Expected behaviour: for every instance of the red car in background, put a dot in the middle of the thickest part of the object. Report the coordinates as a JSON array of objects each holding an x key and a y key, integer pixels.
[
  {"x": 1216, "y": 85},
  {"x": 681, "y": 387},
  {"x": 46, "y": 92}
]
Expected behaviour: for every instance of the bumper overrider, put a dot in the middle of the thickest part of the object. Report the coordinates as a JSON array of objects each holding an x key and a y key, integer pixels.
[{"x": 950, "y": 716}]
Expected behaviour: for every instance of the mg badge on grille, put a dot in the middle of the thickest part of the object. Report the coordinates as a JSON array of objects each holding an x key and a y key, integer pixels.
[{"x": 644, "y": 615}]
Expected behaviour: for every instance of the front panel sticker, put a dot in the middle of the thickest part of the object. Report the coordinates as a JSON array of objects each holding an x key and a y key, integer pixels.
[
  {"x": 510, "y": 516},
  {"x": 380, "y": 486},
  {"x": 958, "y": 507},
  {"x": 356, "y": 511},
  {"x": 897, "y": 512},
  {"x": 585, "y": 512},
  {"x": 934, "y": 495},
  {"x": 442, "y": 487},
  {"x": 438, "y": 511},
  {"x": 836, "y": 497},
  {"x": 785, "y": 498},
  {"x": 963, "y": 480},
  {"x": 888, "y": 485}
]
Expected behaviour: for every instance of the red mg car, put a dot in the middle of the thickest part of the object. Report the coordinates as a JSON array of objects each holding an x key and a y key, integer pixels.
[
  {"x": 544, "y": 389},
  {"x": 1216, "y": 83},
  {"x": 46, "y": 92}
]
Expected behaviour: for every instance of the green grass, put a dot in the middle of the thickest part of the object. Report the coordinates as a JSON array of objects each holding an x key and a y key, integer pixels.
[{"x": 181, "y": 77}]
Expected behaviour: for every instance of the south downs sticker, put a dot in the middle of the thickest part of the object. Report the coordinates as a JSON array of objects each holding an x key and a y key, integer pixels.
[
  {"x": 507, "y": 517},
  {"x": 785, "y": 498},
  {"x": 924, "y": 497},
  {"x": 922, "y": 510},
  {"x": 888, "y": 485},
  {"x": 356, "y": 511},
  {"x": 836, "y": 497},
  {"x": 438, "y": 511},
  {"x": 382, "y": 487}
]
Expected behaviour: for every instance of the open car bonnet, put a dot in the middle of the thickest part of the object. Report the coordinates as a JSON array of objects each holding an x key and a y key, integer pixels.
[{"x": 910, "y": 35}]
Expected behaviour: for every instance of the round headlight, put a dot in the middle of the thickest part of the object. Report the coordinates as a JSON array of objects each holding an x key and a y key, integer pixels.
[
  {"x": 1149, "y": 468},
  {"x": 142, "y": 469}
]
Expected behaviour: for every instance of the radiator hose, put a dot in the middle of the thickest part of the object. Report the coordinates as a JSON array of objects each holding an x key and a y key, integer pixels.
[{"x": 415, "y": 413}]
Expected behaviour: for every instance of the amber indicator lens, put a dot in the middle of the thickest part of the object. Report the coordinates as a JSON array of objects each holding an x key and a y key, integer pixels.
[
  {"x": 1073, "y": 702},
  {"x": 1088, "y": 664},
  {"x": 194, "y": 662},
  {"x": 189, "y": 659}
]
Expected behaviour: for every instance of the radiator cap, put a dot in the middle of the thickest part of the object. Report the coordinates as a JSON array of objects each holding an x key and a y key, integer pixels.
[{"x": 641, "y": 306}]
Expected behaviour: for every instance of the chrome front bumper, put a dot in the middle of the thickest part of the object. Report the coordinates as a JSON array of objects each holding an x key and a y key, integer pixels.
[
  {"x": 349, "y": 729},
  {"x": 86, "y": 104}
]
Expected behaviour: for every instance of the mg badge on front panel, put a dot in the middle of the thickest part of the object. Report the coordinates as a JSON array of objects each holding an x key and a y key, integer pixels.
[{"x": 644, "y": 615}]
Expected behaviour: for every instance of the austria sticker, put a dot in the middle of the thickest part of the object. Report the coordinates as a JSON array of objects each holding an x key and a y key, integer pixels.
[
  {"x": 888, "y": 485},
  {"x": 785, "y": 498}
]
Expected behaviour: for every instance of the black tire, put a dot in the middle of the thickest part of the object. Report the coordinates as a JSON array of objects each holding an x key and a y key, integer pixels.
------------------------------
REQUEST - Rewrite all of the rows above as a numbered list, one line per item, and skip any blank lines.

EXERCISE RESPONSE -
1. Expected behaviour: for every instance of the red car in background, put a dot in the middle of the thickest part of the object. Report the coordinates as a JSON array of objects each holding an x key and a y key, integer pixels.
2. [
3.   {"x": 1216, "y": 85},
4.   {"x": 681, "y": 387},
5.   {"x": 46, "y": 92}
6. ]
7. Expected behaviour: for every instance of the bumper overrider, put a dot in the middle of the thickest part of the object. Report the coordinates as a JSON array of objects each holding an x key and a y key, integer pixels.
8. [{"x": 950, "y": 716}]
9. Expected behaviour: for every instance of the mg badge on grille, put a dot in the middle of the thickest part of the object. Report the coordinates as a JSON array of objects each holding an x key and a y key, integer pixels.
10. [{"x": 644, "y": 615}]
11. Expected behaviour: for every instance of the front panel sticker, put a dot in the middle of the thickest part of the object. Report the coordinates as a JSON array of objects each holding an x key and a y key, integer pixels.
12. [
13.   {"x": 510, "y": 516},
14.   {"x": 380, "y": 486},
15.   {"x": 958, "y": 507},
16.   {"x": 356, "y": 511},
17.   {"x": 897, "y": 512},
18.   {"x": 585, "y": 512},
19.   {"x": 934, "y": 495},
20.   {"x": 442, "y": 487},
21.   {"x": 438, "y": 511},
22.   {"x": 836, "y": 497},
23.   {"x": 785, "y": 498},
24.   {"x": 963, "y": 480},
25.   {"x": 888, "y": 485}
26. ]
27. Expected behaviour: for every instance of the red mg car, put a dot in the middle of the thickest part of the object. Report the coordinates as a JSON array of objects each holding an x key and a y key, integer pixels.
28. [
29.   {"x": 544, "y": 389},
30.   {"x": 1216, "y": 83},
31.   {"x": 46, "y": 92}
32. ]
33. Expected behaviour: for every instance of the green grass, put a dot in the middle of the thickest part of the object. Report the coordinates as a JSON array of objects each holding an x key and a y key, integer pixels.
34. [{"x": 181, "y": 77}]
35. Expected behaviour: for every instance of the south downs sticker, put a dot in the middle of the thickest part of the object. Report the coordinates as a JSON array of objects each holding an x key and a y key, integer pixels.
36. [
37.   {"x": 507, "y": 517},
38.   {"x": 785, "y": 498},
39.   {"x": 924, "y": 497},
40.   {"x": 922, "y": 510},
41.   {"x": 888, "y": 485},
42.   {"x": 356, "y": 511},
43.   {"x": 836, "y": 497},
44.   {"x": 438, "y": 511},
45.   {"x": 382, "y": 487}
46. ]
47. Expected behaviour: for every instance of the open car bonnet, put a dot in the middle of the thickest part of the object. Report the coordinates as a JSON array of objects each holding an x key and a y key, integer pixels.
48. [{"x": 910, "y": 35}]
49. Expected behaviour: for every instance of the round headlight, put a dot in the middle of the thickest part of the object. Report the coordinates as a JSON array of objects each holding an x key and a y key, integer pixels.
50. [
51.   {"x": 1149, "y": 468},
52.   {"x": 142, "y": 469}
53. ]
54. Expected behaviour: for every instance of the radiator hose, put a dot in the middle of the thickest part of the object. Report the coordinates as a JSON array of objects each holding an x key and a y key, integer pixels.
55. [{"x": 415, "y": 413}]
56. Expected behaviour: for every instance of the amber indicator lens, put a dot in the middle of the thickest part of the object. Report the coordinates as a JSON array of objects each holding an x key and a y key, integer pixels.
57. [
58.   {"x": 1073, "y": 702},
59.   {"x": 1088, "y": 664},
60.   {"x": 194, "y": 662},
61.   {"x": 189, "y": 659}
62. ]
63. Expected behaviour: for every instance of the radiator cap, put a dot in the middle of the thickest part of the object. Report the coordinates as a JSON array of objects each holding an x key and a y key, integer pixels.
64. [{"x": 641, "y": 306}]
65. Expected behaviour: for every instance of the chrome front bumper, put a dot in the middle of the thickest part of the object. Report the coordinates as a JSON array of objects each holding an x key and a y key, integer pixels.
66. [
67.   {"x": 349, "y": 729},
68.   {"x": 86, "y": 104}
69. ]
70. Expected behaviour: for every instance of the mg badge on front panel, put a dot in the middle of the thickest part of the object. Report the coordinates as a JSON array of objects each holding an x key and a y key, integer pixels.
71. [{"x": 644, "y": 615}]
72. Expected behaviour: for every instance of the austria sticker, put a dot in the middle of the thickest part of the object. Report the coordinates as a JSON array of objects each holding an x key and a y key, integer pixels.
73. [
74.   {"x": 888, "y": 485},
75.   {"x": 785, "y": 498}
76. ]
77. Expected behaviour: for every instance of the black tire, put a dot in the middle of the thickest part of the object. Report the coordinates as a JSON array of objects each holding an x key and a y key, integer pixels.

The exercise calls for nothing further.